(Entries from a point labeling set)
begin

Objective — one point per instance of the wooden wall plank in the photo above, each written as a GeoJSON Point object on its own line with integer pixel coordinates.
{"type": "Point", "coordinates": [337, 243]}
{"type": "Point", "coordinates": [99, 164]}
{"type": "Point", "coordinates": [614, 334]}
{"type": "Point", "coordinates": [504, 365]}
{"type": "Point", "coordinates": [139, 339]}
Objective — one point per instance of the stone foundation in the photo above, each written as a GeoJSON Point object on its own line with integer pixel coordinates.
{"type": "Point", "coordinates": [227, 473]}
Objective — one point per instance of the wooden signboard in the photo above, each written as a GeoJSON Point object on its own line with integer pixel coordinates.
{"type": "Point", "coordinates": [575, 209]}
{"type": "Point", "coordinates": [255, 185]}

end

§ SHORT TASK
Could you rewrite every entry above, objective lines included, with 80 added to each coordinate value in the GeoJSON points and the objective lines left unchanged?

§ EXERCISE SOLUTION
Objective — one point per instance of the wooden wall plank in the photo above, each written as a GeoJSON Point object on its own line with integer pixel coordinates.
{"type": "Point", "coordinates": [417, 323]}
{"type": "Point", "coordinates": [179, 244]}
{"type": "Point", "coordinates": [694, 414]}
{"type": "Point", "coordinates": [584, 445]}
{"type": "Point", "coordinates": [219, 419]}
Objective — one point per instance of the stone foundation in the photo above, each written as a GeoJSON Point object on its own line with integer pixel coordinates.
{"type": "Point", "coordinates": [307, 553]}
Objective — one point per instance of the wooden signboard in the photo above, each written as a GeoJSON Point object on its own line with integer pixel coordinates.
{"type": "Point", "coordinates": [655, 289]}
{"type": "Point", "coordinates": [335, 265]}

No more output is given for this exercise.